* _WHAT IS REQUIRED_: Down to the final line, write out the data below exactly.

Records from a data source
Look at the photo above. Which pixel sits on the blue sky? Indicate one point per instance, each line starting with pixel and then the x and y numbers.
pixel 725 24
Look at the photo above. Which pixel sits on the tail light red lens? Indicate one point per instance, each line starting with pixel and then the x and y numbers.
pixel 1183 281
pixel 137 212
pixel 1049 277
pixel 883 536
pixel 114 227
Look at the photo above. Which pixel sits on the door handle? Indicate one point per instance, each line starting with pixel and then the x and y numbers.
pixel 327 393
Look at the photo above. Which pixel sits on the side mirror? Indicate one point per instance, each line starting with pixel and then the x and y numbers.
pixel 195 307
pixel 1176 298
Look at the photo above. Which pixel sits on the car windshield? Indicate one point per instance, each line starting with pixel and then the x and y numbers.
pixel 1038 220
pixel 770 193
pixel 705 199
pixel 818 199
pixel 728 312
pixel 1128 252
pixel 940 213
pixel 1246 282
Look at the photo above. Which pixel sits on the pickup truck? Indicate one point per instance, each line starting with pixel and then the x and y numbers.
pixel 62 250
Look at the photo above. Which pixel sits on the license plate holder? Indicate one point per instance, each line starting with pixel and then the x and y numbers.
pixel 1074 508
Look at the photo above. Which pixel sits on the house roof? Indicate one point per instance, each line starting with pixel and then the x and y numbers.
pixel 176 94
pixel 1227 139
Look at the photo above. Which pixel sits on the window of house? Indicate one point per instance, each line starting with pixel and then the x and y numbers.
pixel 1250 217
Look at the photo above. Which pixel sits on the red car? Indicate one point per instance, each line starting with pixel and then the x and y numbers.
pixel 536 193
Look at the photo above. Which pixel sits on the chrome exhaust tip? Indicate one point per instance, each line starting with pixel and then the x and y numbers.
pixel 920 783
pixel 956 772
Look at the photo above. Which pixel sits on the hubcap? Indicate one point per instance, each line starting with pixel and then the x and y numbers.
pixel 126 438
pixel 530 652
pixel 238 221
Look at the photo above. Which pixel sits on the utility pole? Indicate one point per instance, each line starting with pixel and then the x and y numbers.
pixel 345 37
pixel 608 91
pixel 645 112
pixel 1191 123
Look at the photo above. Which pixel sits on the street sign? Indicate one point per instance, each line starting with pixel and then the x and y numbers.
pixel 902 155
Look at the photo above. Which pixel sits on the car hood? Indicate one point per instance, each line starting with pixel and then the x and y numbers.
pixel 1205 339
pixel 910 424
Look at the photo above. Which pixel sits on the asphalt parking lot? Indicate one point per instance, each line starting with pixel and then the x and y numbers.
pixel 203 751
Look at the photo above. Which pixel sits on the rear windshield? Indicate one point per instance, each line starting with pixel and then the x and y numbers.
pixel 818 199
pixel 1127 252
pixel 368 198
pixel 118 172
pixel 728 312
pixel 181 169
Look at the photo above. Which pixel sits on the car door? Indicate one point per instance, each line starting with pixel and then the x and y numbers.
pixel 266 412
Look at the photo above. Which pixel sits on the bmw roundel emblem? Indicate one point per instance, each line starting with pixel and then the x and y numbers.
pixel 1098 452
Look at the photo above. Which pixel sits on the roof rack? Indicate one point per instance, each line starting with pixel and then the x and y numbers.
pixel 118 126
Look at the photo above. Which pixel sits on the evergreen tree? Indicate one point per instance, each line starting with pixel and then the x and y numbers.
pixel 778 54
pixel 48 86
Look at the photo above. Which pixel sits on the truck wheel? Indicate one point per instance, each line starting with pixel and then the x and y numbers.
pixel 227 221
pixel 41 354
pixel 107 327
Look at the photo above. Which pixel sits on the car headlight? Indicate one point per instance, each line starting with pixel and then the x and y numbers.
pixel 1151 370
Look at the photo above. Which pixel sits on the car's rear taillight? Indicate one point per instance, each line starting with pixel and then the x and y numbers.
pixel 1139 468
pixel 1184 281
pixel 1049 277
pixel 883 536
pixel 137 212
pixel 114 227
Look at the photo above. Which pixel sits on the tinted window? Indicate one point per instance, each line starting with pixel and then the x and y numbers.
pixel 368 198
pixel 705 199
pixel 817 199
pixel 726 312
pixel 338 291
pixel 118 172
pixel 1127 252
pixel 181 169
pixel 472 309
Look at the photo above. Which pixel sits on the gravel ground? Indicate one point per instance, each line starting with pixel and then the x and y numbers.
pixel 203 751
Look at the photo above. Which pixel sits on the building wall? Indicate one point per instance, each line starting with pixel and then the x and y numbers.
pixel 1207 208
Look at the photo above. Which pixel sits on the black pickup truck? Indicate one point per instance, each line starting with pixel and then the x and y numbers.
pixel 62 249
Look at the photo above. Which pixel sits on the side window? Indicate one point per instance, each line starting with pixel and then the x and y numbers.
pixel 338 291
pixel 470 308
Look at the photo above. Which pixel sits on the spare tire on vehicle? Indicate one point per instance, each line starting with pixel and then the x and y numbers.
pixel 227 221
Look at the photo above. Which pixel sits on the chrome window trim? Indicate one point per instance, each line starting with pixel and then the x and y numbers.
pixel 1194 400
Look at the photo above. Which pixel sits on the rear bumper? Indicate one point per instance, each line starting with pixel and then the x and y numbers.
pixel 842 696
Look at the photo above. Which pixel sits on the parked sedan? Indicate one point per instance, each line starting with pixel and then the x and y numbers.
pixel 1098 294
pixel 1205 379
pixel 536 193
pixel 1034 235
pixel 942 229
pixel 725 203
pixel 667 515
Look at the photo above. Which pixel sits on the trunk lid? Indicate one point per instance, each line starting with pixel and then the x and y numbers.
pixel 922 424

* _OUTPUT_:
Look at the photo above. Which pixel sits on the blue sky? Indicate one point per instance, each line starting with pixel and then the x and y numbers.
pixel 725 24
Look at the photo above. Which pixel sits on the tail light red lens? Indicate one point per instance, each line starting with pixel and then the x and y numbers.
pixel 1183 281
pixel 137 212
pixel 1049 277
pixel 883 536
pixel 114 227
Look at the photo above. Which pixel sits on the door handle? Indicate one point per instance, each line starting with pixel and then the x and y numbers.
pixel 327 393
Look at the photo above. Which pixel sits on the side mirror? Indicate one point per instance, each line starting with pixel and then the x and y numbers.
pixel 195 307
pixel 1176 298
Look at the photo above. Which pixel sits on the car windshield? Indicate one point per instance, each line starting with pixel and then the x and y numbers.
pixel 1038 220
pixel 770 193
pixel 705 199
pixel 818 199
pixel 728 312
pixel 1128 252
pixel 940 213
pixel 1246 282
Look at the photo above. Which pixel sits on the pickup truck? Indicate one point per instance, each line starting with pixel and then the x and y numbers.
pixel 62 250
Look at the photo above. Which pixel sits on the license plate holder? Indicate one point per instance, each line starting with pixel and then the x and y numbers.
pixel 1074 508
Look at the photo above. Which pixel sits on the house roof? Indicate one point per instance, each line starting with pixel and then the x and y numbers.
pixel 176 94
pixel 1227 139
Look at the photo above. Which pixel sits on the window of house? Indicate one point per instance, each line starting with pixel and then the x and y numbers.
pixel 1250 217
Look at the photo above. Which pixel sits on the red car? Indicate one point per instance, each line starting with pixel and then the x and y numbers.
pixel 536 193
Look at the photo above. Which pixel sits on the chrome exhaust tip? Indicate one point per instance, each line starting with pixel and then the x and y numbers.
pixel 920 783
pixel 956 772
Look at the photo above. Which pixel sits on the hubcap? Indicate one point per instance, each line starting with pixel and then the x and y numbers.
pixel 126 438
pixel 530 652
pixel 238 221
Look at the photo above. Which pixel sits on the utility pole? Indicate one point per instance, each line starting with pixel and then the x and y numbers.
pixel 345 37
pixel 608 91
pixel 645 112
pixel 1191 123
Look at the photo above. Which pixel sits on the street sign? Indicate one point per instance, each line starting with pixel and then the x and y numbers.
pixel 902 155
Look at the photo above. Which pixel sits on the car hood? Indicate one point per instance, each line starting with pixel and then the x and y numbers.
pixel 1205 339
pixel 910 424
Look at the photo above. Which pixel sits on the asphalt parking lot? Indicate one point per instance, each line starting with pixel and then the x and y numbers.
pixel 203 751
Look at the photo above. Which pixel sits on the rear windshield? Indicate one point per instance, each line starting with pixel and then the x and y numbers.
pixel 818 199
pixel 1127 252
pixel 368 198
pixel 118 172
pixel 728 312
pixel 181 169
Look at the photo above. Which pixel sits on the car door? Indicate one point per instance, each line starting with pixel and then the x and y numbers.
pixel 266 412
Look at the photo above. Which pixel sits on the bmw roundel emblem? Indicate one point per instance, each line starting with pixel and then the x and y numbers.
pixel 1098 452
Look at the photo above. Which pixel sits on the roof rack? Indicate one point per instance, each line starting with pixel and then the x and y numbers.
pixel 118 126
Look at the photo above. Which pixel sits on the evergreen tree? Indicate one point per instance, each line starting with pixel and then the x and y numbers.
pixel 778 54
pixel 48 86
Look at the photo above. Which pixel sits on the truck wheel? Indicate one point per instance, each line starting with pixel and then the x and y numbers.
pixel 227 221
pixel 41 354
pixel 107 327
Look at the photo above. Which pixel sits on the car headlight? Indicate one point per instance, each line starting with pixel and then the x and y numbers.
pixel 1151 370
Look at the photo above. Which pixel sits on the car's rear taillight? Indicate one point per instance, each line starting with pixel and then the x and y numbers.
pixel 1139 468
pixel 1184 281
pixel 1049 277
pixel 883 536
pixel 137 212
pixel 114 227
Look at the photo above. Which pixel sits on the tinted window? Indicate one point per instance, each line starting with pixel and then the x and y numbers.
pixel 368 198
pixel 705 199
pixel 817 199
pixel 726 312
pixel 338 291
pixel 118 172
pixel 1127 252
pixel 181 169
pixel 472 309
Look at the photo above. Which pixel sits on the gravel ground? Indicate one point per instance, each line starting with pixel and then the x and y numbers.
pixel 203 751
Look at the photo above. Which pixel sits on the building wall? Indicate one point per instance, each line starting with pixel and then the x and y numbers.
pixel 1207 208
Look at the photo above. Which pixel sits on the black pickup truck? Indicate one point per instance, each line starting with pixel and then the x and y numbers.
pixel 62 249
Look at the photo above. Which pixel sits on the side window? Indicate one point per instance, each line starting with pixel and then the x and y numbers.
pixel 338 291
pixel 470 308
Look at the photo above. Which pixel sits on the spare tire on vehicle? Indicate one point per instance, each line starting with pixel and then the x and y numbers.
pixel 227 221
Look at the photo above. Which pixel sits on the chrome window trim? Indicate one point per instance, each line starting with pixel and then the x and y numbers.
pixel 1194 400
Look at the photo above. Which pixel sits on the rear bumper? Indicate one point per instance, each line starting with pixel and then the x and y numbers.
pixel 842 696
Look at the photo above. Which pixel sits on the parked sedan? Indicate one point per instance, each line starting with pixel and then the x and y numbers.
pixel 1098 294
pixel 1205 379
pixel 536 193
pixel 1034 235
pixel 942 229
pixel 725 203
pixel 667 515
Look at the photo above. Which pixel sits on the trunk lid? Indicate one point per instance, each line starting with pixel and then the x and y numbers.
pixel 922 424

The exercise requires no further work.